Retype the data that follows exactly. No pictures belong in the copy.

[Start of Attachment]

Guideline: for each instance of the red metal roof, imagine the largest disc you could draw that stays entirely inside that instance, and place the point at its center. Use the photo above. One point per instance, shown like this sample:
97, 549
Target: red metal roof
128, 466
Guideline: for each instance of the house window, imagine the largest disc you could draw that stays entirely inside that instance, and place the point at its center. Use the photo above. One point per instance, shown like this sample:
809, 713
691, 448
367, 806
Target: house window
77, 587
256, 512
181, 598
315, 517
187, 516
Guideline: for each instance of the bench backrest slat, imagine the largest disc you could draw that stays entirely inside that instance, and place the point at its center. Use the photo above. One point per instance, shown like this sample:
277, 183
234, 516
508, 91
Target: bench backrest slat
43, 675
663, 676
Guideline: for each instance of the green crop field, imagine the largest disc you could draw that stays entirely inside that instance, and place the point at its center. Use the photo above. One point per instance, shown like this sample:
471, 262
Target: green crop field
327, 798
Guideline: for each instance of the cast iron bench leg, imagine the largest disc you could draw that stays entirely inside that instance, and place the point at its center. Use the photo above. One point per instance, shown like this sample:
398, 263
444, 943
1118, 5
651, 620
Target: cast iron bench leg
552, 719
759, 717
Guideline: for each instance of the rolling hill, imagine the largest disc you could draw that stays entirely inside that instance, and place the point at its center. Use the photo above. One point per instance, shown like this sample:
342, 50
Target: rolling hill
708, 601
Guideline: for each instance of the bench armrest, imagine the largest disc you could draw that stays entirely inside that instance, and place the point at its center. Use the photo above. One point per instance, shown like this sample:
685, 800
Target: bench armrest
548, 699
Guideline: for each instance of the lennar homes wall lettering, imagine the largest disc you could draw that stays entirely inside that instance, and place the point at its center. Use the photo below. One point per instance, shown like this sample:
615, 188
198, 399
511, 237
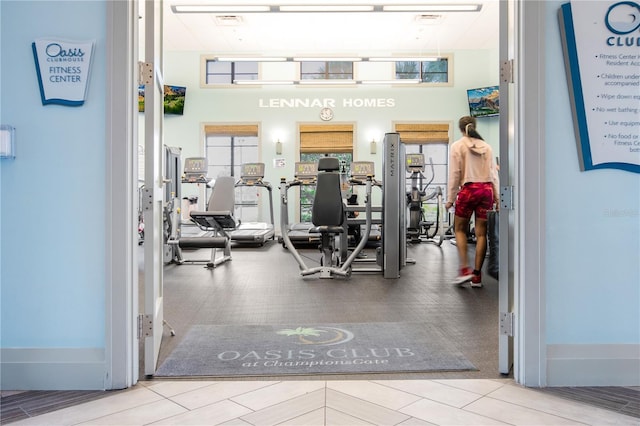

[End of Attachment]

#### Answer
Guideline: for each instance of the red metal roof, imagine the largest disc you could draw that stays entirely inside that instance, and place the point at its center. Use the photo above. One point per instance, shown like this sample:
97, 549
Target: red metal roof
128, 466
Guideline: for each instance of the house window, imagine the largest disc you could draw that stays entirely inside that instance, and place the point at its center. Use the photo above. One point per instance, shown like this sample:
809, 713
691, 448
367, 806
Target: house window
77, 587
256, 512
181, 598
315, 517
187, 516
Guideline: for each instance of the bench backrest slat, imagine the largest disc you could draw that stays entirely inside that instance, and place the point at its center. Use the photo above. One point per instance, shown like this sample:
277, 183
234, 516
508, 91
Target: bench backrest slat
43, 675
663, 676
Guideline: for each instance of the green crop field, imagine the largest disc you could draw that stays entirely inside that instance, and place the point at its center. Use the photo above. One point per instance, shown like this sample:
471, 262
Target: green crop field
327, 798
Guideline: for each instance of the cast iron bench leg, imagine the largest disc you could draw that stays entirely inside that instance, and place the point at its center. Use the photo above. One point per instance, shown like this sample:
398, 263
444, 943
1118, 5
651, 620
Target: cast iron bench leg
552, 719
759, 717
Guideline: for each instance of the rolling hill, imagine the largest disc you could draw that stays entirely inside that instance, and place the point at its center. Use the photo above. One point per instance, shown like this sample:
342, 50
Target: rolling hill
708, 601
Guideline: for each instance of the bench armrest, imagine the largest disc you could draw that stays entirely inside that instance, and place the point at its center. Use the photo above. One point per instance, shown like this sample:
685, 800
Target: bench armrest
548, 699
Guideline: for each instance of the lennar homes wall lettering, imagine the largest disc you could draw that stays entirely inside that instance, and place the point at its center. Use the photo below. One point per instance, shown like this sample:
615, 188
198, 399
511, 237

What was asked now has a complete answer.